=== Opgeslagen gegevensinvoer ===
☆ ☆ ☆ ☆

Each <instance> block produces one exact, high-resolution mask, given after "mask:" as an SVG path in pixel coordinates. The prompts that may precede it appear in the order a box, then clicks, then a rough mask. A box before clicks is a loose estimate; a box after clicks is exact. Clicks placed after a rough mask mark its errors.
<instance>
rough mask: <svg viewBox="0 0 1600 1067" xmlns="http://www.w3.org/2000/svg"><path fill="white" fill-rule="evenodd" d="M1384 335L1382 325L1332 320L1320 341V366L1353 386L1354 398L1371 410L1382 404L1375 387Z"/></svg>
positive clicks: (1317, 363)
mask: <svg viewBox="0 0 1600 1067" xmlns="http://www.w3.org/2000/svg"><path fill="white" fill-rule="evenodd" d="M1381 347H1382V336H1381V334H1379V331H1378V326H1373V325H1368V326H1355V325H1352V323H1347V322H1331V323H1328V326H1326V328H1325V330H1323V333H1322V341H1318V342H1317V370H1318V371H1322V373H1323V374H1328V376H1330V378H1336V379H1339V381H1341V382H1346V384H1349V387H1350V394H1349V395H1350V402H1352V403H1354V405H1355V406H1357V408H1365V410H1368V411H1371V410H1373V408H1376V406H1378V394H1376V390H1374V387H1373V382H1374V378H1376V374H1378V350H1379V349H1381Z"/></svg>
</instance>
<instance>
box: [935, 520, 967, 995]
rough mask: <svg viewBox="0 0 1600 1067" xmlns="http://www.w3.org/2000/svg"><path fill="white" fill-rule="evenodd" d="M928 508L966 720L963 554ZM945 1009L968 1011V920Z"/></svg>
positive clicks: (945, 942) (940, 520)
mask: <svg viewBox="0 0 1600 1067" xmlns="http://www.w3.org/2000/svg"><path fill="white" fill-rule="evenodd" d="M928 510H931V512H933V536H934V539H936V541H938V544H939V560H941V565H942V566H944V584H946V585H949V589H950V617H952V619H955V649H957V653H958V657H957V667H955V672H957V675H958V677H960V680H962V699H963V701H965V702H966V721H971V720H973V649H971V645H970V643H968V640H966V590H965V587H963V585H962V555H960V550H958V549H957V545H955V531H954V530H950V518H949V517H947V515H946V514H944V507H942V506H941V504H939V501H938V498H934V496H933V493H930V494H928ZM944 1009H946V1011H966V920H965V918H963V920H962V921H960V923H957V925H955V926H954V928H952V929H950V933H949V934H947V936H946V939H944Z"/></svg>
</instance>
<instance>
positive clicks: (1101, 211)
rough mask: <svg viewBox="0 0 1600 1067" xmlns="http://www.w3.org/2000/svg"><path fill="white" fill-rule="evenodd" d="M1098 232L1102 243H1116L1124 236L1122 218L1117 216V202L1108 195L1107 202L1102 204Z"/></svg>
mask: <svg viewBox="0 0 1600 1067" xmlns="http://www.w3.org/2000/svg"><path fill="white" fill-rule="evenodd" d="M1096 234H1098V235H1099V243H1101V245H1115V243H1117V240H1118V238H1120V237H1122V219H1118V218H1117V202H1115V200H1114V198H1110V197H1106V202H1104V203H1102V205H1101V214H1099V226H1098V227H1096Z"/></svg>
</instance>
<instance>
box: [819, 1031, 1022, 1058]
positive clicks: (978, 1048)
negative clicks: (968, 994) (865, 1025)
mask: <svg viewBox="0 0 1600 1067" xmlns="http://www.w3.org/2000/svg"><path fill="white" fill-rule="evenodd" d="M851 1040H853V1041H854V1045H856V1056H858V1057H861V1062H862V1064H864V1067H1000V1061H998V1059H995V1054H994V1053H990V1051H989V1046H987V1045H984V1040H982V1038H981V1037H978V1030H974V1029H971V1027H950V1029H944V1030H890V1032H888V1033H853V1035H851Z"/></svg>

☆ ☆ ☆ ☆

=== Wat wordt verwacht ===
Schrijf alle regels van de lijst hierboven van begin tot eind ongewijzigd over.

=== Resultaat van opdracht ===
Each <instance> block produces one exact, high-resolution mask, given after "mask:" as an SVG path in pixel coordinates. The prompts that may precede it appear in the order a box, then clicks, then a rough mask. A box before clicks is a loose estimate; a box after clicks is exact. Clicks placed after a rough mask mark its errors.
<instance>
rough mask: <svg viewBox="0 0 1600 1067" xmlns="http://www.w3.org/2000/svg"><path fill="white" fill-rule="evenodd" d="M1384 335L1382 325L1332 320L1320 341V366L1353 386L1354 398L1371 410L1382 404L1375 387Z"/></svg>
positive clicks: (1317, 363)
mask: <svg viewBox="0 0 1600 1067" xmlns="http://www.w3.org/2000/svg"><path fill="white" fill-rule="evenodd" d="M1381 347H1382V336H1381V334H1379V331H1378V326H1373V325H1368V326H1355V325H1352V323H1347V322H1331V323H1328V326H1326V328H1325V330H1323V333H1322V341H1318V342H1317V370H1318V371H1322V373H1323V374H1328V376H1330V378H1336V379H1339V381H1341V382H1346V384H1349V387H1350V394H1349V395H1350V402H1352V403H1354V405H1355V406H1357V408H1365V410H1368V411H1371V410H1373V408H1376V406H1378V394H1376V390H1374V387H1373V382H1374V378H1376V374H1378V350H1379V349H1381Z"/></svg>
</instance>
<instance>
box: [935, 520, 967, 995]
rough mask: <svg viewBox="0 0 1600 1067" xmlns="http://www.w3.org/2000/svg"><path fill="white" fill-rule="evenodd" d="M928 508L966 720L963 554ZM945 1009L968 1011V920Z"/></svg>
positive clicks: (945, 942) (940, 520)
mask: <svg viewBox="0 0 1600 1067" xmlns="http://www.w3.org/2000/svg"><path fill="white" fill-rule="evenodd" d="M928 510H931V512H933V536H934V539H936V541H938V544H939V560H941V565H942V566H944V584H946V585H949V589H950V617H952V619H955V649H957V653H958V657H957V667H955V672H957V675H958V677H960V680H962V699H963V701H965V702H966V721H971V720H973V649H971V645H970V643H968V640H966V590H965V587H963V585H962V555H960V550H958V549H957V545H955V531H954V530H950V518H949V517H947V515H946V514H944V507H942V506H941V504H939V501H938V498H934V496H933V493H930V494H928ZM944 1009H946V1011H966V920H965V918H963V920H962V921H960V923H957V925H955V926H954V928H952V929H950V933H949V934H947V936H946V939H944Z"/></svg>
</instance>
<instance>
positive clicks: (1101, 211)
rough mask: <svg viewBox="0 0 1600 1067" xmlns="http://www.w3.org/2000/svg"><path fill="white" fill-rule="evenodd" d="M1098 232L1102 243H1116L1124 236L1122 218L1117 216V202L1108 195L1107 202L1102 204Z"/></svg>
mask: <svg viewBox="0 0 1600 1067" xmlns="http://www.w3.org/2000/svg"><path fill="white" fill-rule="evenodd" d="M1096 234H1098V235H1099V243H1101V245H1115V243H1117V240H1118V238H1120V237H1122V219H1118V218H1117V202H1115V200H1114V198H1110V197H1106V202H1104V203H1102V205H1101V214H1099V226H1098V227H1096Z"/></svg>
</instance>
<instance>
box: [819, 1031, 1022, 1058]
positive clicks: (978, 1048)
negative clicks: (968, 994) (865, 1025)
mask: <svg viewBox="0 0 1600 1067" xmlns="http://www.w3.org/2000/svg"><path fill="white" fill-rule="evenodd" d="M851 1040H853V1041H854V1045H856V1056H858V1057H861V1062H862V1064H864V1067H1000V1061H998V1059H995V1054H994V1053H990V1051H989V1046H987V1045H984V1040H982V1038H981V1037H978V1030H974V1029H971V1027H950V1029H944V1030H890V1032H888V1033H853V1035H851Z"/></svg>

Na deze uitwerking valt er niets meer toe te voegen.